Diffusé le 29 avril
dernier à 21h dans l'unique salle de cinéma de Mirepoix en Ariège
(et dont on peut saluer l'excellente initiative de projeter de
nombreux long-métrages dans leur langue originale), Sergio and
Sergei
du cinéaste cubain Ernesto Daranas n'aura sans doute pas fait de
remous dans la presse spécialisée. Pourtant, ce quatrième
long-métrage du cinéaste originaire de La Havane mérite plus que
le simple mépris de ceux qui confessent avoir eu du mal avec
l'onirisme sous-jacent d'un récit pourtant inspiré d'une histoire
tout à fait authentique : celle du dernier cosmonaute de l'ère
Soviétique qui au lendemain de la fin de la Guerre Froide et de
l'effondrement de l'Union Soviétique se retrouve ''oublié''
par son peuple alors qu'il se trouve dans l'espace à bord de la
station MIR.

= Entrées de la collection =
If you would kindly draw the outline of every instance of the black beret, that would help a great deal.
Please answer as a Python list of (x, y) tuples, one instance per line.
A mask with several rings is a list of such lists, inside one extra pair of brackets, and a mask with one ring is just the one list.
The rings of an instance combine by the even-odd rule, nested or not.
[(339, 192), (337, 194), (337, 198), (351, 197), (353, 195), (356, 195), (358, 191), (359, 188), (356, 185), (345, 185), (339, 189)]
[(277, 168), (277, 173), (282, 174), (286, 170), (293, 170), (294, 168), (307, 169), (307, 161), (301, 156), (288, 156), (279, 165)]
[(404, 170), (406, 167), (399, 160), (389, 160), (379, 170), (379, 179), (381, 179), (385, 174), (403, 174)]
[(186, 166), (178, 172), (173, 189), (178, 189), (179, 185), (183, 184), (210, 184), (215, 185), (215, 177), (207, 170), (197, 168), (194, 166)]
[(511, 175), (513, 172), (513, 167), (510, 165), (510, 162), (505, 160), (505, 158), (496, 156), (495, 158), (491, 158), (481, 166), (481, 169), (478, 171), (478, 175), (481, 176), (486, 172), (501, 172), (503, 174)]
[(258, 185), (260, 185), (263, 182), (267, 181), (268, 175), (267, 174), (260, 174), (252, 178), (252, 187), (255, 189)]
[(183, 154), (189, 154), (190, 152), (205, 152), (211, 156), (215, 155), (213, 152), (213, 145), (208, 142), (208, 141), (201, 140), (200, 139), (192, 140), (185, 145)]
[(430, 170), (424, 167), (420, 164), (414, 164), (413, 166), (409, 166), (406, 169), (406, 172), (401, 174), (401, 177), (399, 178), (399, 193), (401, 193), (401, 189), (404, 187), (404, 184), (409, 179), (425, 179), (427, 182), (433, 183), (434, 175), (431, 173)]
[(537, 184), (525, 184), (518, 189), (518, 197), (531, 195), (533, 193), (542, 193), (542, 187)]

* * *

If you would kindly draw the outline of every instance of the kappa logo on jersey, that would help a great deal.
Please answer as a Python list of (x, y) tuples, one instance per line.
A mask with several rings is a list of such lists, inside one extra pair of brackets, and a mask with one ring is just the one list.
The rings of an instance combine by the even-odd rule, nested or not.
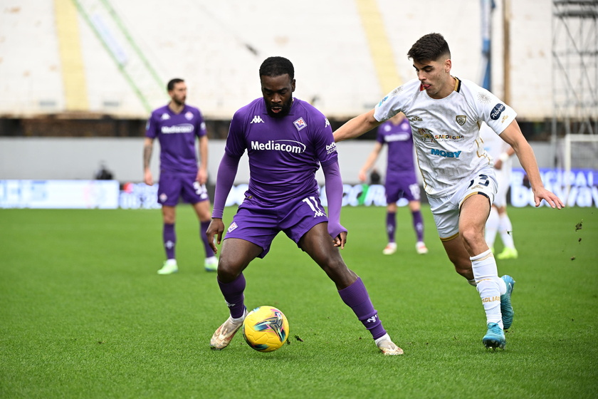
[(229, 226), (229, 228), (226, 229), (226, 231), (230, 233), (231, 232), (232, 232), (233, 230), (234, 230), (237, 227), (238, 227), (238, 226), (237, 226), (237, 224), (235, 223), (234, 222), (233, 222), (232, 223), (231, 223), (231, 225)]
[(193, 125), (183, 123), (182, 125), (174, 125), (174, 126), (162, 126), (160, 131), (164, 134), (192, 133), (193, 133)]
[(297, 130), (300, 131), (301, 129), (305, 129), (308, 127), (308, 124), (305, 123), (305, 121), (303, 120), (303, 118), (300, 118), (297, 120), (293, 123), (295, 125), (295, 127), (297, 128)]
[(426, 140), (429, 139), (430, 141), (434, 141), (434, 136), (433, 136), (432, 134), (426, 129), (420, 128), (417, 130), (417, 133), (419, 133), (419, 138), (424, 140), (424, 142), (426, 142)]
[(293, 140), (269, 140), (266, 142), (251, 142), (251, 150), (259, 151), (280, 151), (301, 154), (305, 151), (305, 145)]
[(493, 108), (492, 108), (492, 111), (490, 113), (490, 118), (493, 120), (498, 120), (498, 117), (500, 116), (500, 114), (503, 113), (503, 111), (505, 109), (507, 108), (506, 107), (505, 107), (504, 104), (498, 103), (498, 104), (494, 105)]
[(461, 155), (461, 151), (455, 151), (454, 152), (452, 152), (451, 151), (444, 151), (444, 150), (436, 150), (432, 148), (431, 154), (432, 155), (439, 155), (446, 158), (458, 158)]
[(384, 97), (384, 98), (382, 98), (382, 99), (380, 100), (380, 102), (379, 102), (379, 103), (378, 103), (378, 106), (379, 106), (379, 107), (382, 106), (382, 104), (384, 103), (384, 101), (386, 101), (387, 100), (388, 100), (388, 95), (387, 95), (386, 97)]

= CONSIGNE A =
Relevez toutes les lignes du listing où figure le mot "help", en tenant compte des majuscules et des minuscules.
= CONSIGNE B =
Poursuivez la critique du film Sergio and Sergei à partir de sa dernière phrase.
La critique de film et le listing n'ont rien à voir l'un avec l'autre.

= BONNE RÉPONSE A =
If you would kindly draw the outline of every instance of the black beret, that would help a great deal.
If you would kindly draw the outline of every instance of the kappa logo on jersey, that would help a great deal.

= BONNE RÉPONSE B =
Alors
que la situation de son pays a changé, que Mikhaïl Gorbarchev a
démissionné et que Boris Eltsine s'apprête à devenir le premier
Président de la Fédération de Russie, dans l'espace, Sergeï
s'inquiète. Car il ne pourra sans doute pas revenir sur Terre à
temps pour fêter l'anniversaire de son épouse. Les fonds pour le faire redescendre sur Terre manquants,
il va être contraint d'accepter de prolonger son séjour dans
l'espace. Une situation périlleuse et compliquée qui va lui
permettre d'y prolonger sa présence, battant ainsi le record du
monde du temps passé consécutivement dans l'espace (un record qui
sera définitivement battu, du moins jusqu'à ce jour, par le
cosmonaute russe Guennadi Padalka le 12 septembre 2015).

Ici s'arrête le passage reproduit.